**Exercise requirements:** Please put every line of the records below into a numbered list, leaving out the blank lines.

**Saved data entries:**
● ● ●

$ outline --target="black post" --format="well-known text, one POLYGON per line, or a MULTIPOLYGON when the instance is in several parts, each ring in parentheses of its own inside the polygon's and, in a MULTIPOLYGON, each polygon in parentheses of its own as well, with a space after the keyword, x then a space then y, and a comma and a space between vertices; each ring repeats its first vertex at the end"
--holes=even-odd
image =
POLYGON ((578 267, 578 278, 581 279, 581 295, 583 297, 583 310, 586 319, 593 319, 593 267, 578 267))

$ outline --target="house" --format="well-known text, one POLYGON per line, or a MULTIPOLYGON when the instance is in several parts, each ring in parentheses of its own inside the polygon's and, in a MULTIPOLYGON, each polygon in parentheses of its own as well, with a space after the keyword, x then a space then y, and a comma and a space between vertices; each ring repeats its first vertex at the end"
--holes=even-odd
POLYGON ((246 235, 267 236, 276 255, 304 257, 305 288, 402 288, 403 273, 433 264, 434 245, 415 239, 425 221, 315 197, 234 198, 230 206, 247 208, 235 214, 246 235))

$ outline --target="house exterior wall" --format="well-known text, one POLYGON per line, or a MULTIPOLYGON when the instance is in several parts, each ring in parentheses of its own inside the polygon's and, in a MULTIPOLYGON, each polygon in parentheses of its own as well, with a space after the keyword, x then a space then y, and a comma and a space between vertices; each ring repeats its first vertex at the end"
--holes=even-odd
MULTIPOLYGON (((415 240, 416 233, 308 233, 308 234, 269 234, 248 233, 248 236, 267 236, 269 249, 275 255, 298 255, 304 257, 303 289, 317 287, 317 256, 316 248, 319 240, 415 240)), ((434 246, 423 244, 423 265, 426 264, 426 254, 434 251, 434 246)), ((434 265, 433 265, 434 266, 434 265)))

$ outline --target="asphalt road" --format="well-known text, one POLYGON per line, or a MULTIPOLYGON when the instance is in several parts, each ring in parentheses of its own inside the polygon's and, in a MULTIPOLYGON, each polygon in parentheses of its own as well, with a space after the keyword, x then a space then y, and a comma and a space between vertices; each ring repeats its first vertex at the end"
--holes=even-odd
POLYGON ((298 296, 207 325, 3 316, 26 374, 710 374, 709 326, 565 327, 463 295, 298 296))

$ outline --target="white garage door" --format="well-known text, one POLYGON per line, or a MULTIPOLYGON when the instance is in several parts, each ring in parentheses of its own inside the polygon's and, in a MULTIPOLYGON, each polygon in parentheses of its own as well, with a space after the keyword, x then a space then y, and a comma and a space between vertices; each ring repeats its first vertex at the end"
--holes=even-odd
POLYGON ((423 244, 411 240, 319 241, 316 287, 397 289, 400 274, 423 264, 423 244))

● ● ●

**Full output:**
1. $ outline --target="black post" --format="well-known text, one POLYGON per line, or a MULTIPOLYGON when the instance is in several parts, each ring in parentheses of its own inside the polygon's and, in a MULTIPOLYGON, each polygon in parentheses of its own as well, with a space after the keyword, x then a space then y, and a comma and a space between vertices; each ring repeats its first vertex at the end"
2. --holes=even-odd
3. image =
4. POLYGON ((578 267, 578 278, 581 279, 581 295, 583 297, 583 310, 586 319, 593 319, 593 267, 578 267))
5. $ outline --target="house" --format="well-known text, one POLYGON per line, or a MULTIPOLYGON when the instance is in several parts, each ring in parentheses of its own inside the polygon's and, in a MULTIPOLYGON, each polygon in parentheses of its own as well, with a space after the keyword, x then a space then y, and a comma and a space between vertices; each ring repeats its first vertex at the end"
6. --holes=even-odd
7. POLYGON ((246 235, 267 236, 276 255, 304 257, 305 288, 402 288, 403 273, 433 264, 434 245, 415 239, 425 221, 315 197, 234 198, 230 206, 247 208, 235 214, 246 235))
8. $ outline --target="house exterior wall" --format="well-known text, one POLYGON per line, or a MULTIPOLYGON when the instance is in several parts, each ring in parentheses of its own inside the polygon's and, in a MULTIPOLYGON, each polygon in parentheses of its own as well, with a space after the keyword, x then a space then y, and a comma and a space between vertices; each ring repeats its first vertex at the end"
9. --holes=even-odd
10. MULTIPOLYGON (((415 240, 416 233, 308 233, 308 234, 269 234, 248 233, 248 236, 267 236, 269 249, 275 255, 298 255, 304 257, 303 289, 317 287, 317 256, 316 248, 319 240, 415 240)), ((434 246, 423 244, 423 265, 426 264, 426 254, 434 251, 434 246)), ((434 265, 433 265, 434 266, 434 265)))
11. $ outline --target="asphalt road" --format="well-known text, one POLYGON per line, or a MULTIPOLYGON when the instance is in several parts, each ring in parentheses of its own inside the polygon's and, in a MULTIPOLYGON, each polygon in parentheses of its own as well, with a space after the keyword, x then a space then y, and a comma and a space between vertices; each ring repeats its first vertex at the end"
12. --holes=even-odd
13. POLYGON ((298 296, 207 325, 3 316, 26 374, 710 374, 709 326, 565 327, 463 295, 298 296))
14. $ outline --target="white garage door" --format="well-known text, one POLYGON per line, or a MULTIPOLYGON when the instance is in several parts, each ring in parentheses of its own inside the polygon's and, in a MULTIPOLYGON, each polygon in parentheses of its own as well, with a space after the keyword, x then a space then y, and a comma and a space between vertices; each ring repeats its first vertex at the end"
15. --holes=even-odd
16. POLYGON ((423 244, 411 240, 319 241, 316 287, 397 289, 400 274, 423 264, 423 244))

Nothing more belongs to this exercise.